ВЫБРАННЫЙ ОТРЫВОК:
>>
См.: Часть 1, Часть 2, Часть 3.
***
В заключение вновь прильнем к истокам:
Сформулировав теорию прибавочной стоимости, создаваемой через соединение Труда и Капитала, Маркс вывел и основное противоречие капитализма – между общественным характером производственных отношений и частной формой присвоения их результатов. Теоретически – совершенно верно, — было тогда, и остается по сию пору.
Но…
нет на свете печальнее повести, чем об этой прибавочной стоимости
… этого не скажешь о практических выводах, где Маркс – ученый, не совладал с ним же – революционером. Философы прошлого лишь объясняли мир, тогда как наша (коммунистов) задача – преобразовать его, — это кредо авторов “Коммунистического манифеста” подвигло на выдачу простого решения – экспроприацию частно-капиталистической собственности государством. Велико было искушение подыскать сразу же и исполнителя этой великой исторической миссии – промышленный пролетариат. Которому, как известно, нечего терять, кроме …
Жизнь, однако, подсказала (во многом – благодаря, как раз, устрашающему примеру “страны победившего социализма”) и компромиссное решение: капитал во всех развитых странах пошел на гораздо более пропорциональное разделение прибавочной стоимости между Работодателями и Работниками.
Плюс – правительства капиталистических стран, оставаясь сугубо буржуазными, благоразумно социализировали госбюджеты, осуществляя через них дополнительное перераспределение прибавочной стоимости. Благо, частнопредпринимательский стимул позволял производить этой прибавочной стоимости (товаров и услуг) в достатке.
Деньги-Товар-Деньги … Маркс-Энгельс-Маркузе …
Капиталистический мир поменял Маркса на почти его однофамильца, немецко-американского философа и социолога, практически ровесника XX-го века, лишь немного не дожившего до горбачевского нового мышления. Герберт Маркузе – вполне легальный, охотно признаваемый западной политологией и социологией (и столь же яростно ругаемый в СССР) неомарксист, востребованный в годы бурного послевоенного рыночного ренессанса Европы и “холодной войны” с соцлагерем.
<<
ПОСТАНОВКА ЗАДАЧИ: Кто, согласно отрывку о прибавочной стоимости, должен был стать исполнителем великой исторической миссии?

ДАННЫЕ ДЛЯ АНАЛИЗА:
>>
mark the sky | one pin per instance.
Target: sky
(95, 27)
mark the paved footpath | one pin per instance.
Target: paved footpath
<<
РЕЗУЛЬТАТ ЗАДАНИЯ: Промышленный пролетариат.